══ DOCUMENTO ══
Esa severa moral que defiende y de acuerdo con la que vive, esas duras reglas que sigue, que rechazan todo lo que tenga que ver con el cuerpo, constituyen al parecer la manera en que controla su interior, que, a la vista está, es sumamente caótico. Cuando también lo exterior es caótico, es decir, complejo y en todos los sentidos expansivo, igual que lo fueron la ciudad y la cultura durante las primeras décadas del siglo XX, llenas de una pobreza extrema, caos político, prostitución y liberación sexual —hay que recordar que Freud estaba escribiendo en esa misma ciudad, y que Gustav Klimt pintaba—, no es de extrañar que permita que las reglas que han regido para él, de abstinencia y control, también rijan para la sociedad, porque las dos magnitudes se encuentran y se igualan en los sentimientos, que en él son muy intensos. El desprecio de sus «vaya señora Putifar» o «trucos de seducción» procede claramente de sentimientos que se han despertado en él, tal vez deseo y repulsa, y que deja que rijan para la sociedad en general, esa sociedad que se está hundiendo. Está obsesionado por la limpieza y el aseo, va siempre vestido lo mejor posible, que es una manera más de controlar el caos interior. Su gran interés por el arte seguramente se deba a esto, le procura unas horas de paz en las que puede sumergirse en algo muy distinto, algo grande, noble y hermoso.
═══
══ LAS ENTRADAS ══
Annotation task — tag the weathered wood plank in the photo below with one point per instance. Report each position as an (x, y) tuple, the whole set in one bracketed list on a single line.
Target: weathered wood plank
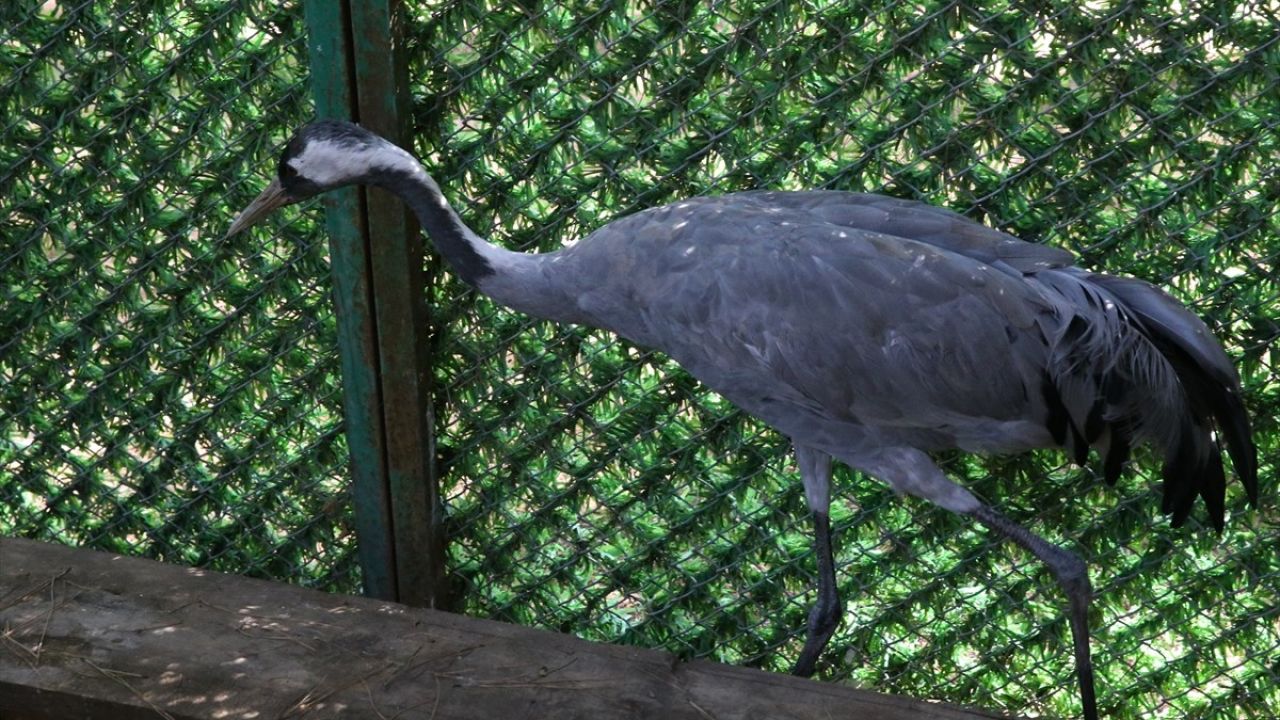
═══
══ LAS ENTRADAS ══
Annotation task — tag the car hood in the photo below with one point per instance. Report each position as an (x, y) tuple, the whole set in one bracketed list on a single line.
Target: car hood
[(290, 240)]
═══
══ LAS ENTRADAS ══
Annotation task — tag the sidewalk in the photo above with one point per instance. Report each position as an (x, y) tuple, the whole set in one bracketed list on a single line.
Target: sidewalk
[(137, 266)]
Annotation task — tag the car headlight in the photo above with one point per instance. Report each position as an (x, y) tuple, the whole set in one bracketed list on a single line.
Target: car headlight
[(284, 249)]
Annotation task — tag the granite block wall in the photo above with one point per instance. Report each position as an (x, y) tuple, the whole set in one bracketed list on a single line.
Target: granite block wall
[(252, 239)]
═══
_EJERCICIOS_:
A – Reescribe como una lista el párrafo del documento que empieza con «Esa severa moral que defiende» y conserva sus hechos principales.
B – Actualiza las entradas cambiando «weathered wood plank» por «rusted metal sheet» y deja todo lo demás igual. Empieza en la línea que contiene «Annotation task — tag the weathered» y termina después de la que contiene «Target: weathered wood plank».

_RESPUESTAS ESCRITAS_:
A –
- La severa moral que defiende y las duras reglas que sigue rechazan todo lo corporal. Al parecer, son su forma de controlar un interior sumamente caótico.
- El exterior también era caótico. La ciudad y la cultura de las primeras décadas del siglo XX estaban llenas de pobreza extrema, caos político, prostitución y liberación sexual. En esa misma ciudad escribía Freud y pintaba Gustav Klimt.
- Por eso permite que sus reglas de abstinencia y control rijan también para la sociedad. Ambas magnitudes se encuentran y se igualan en sus sentimientos, que son muy intensos.
- Su desprecio, visible en «vaya señora Putifar» o «trucos de seducción», procede de sentimientos despertados en él, tal vez deseo y repulsa. Deja que esos sentimientos rijan para una sociedad que se está hundiendo.
- Está obsesionado por la limpieza y el aseo y siempre viste lo mejor posible. Es otra manera de controlar el caos interior.
- Su gran interés por el arte seguramente se debe a esto. El arte le procura unas horas de paz en algo grande, noble y hermoso.

B –
Annotation task — tag the rusted metal sheet in the photo below with one point per instance. Report each position as an (x, y) tuple, the whole set in one bracketed list on a single line.
Target: rusted metal sheet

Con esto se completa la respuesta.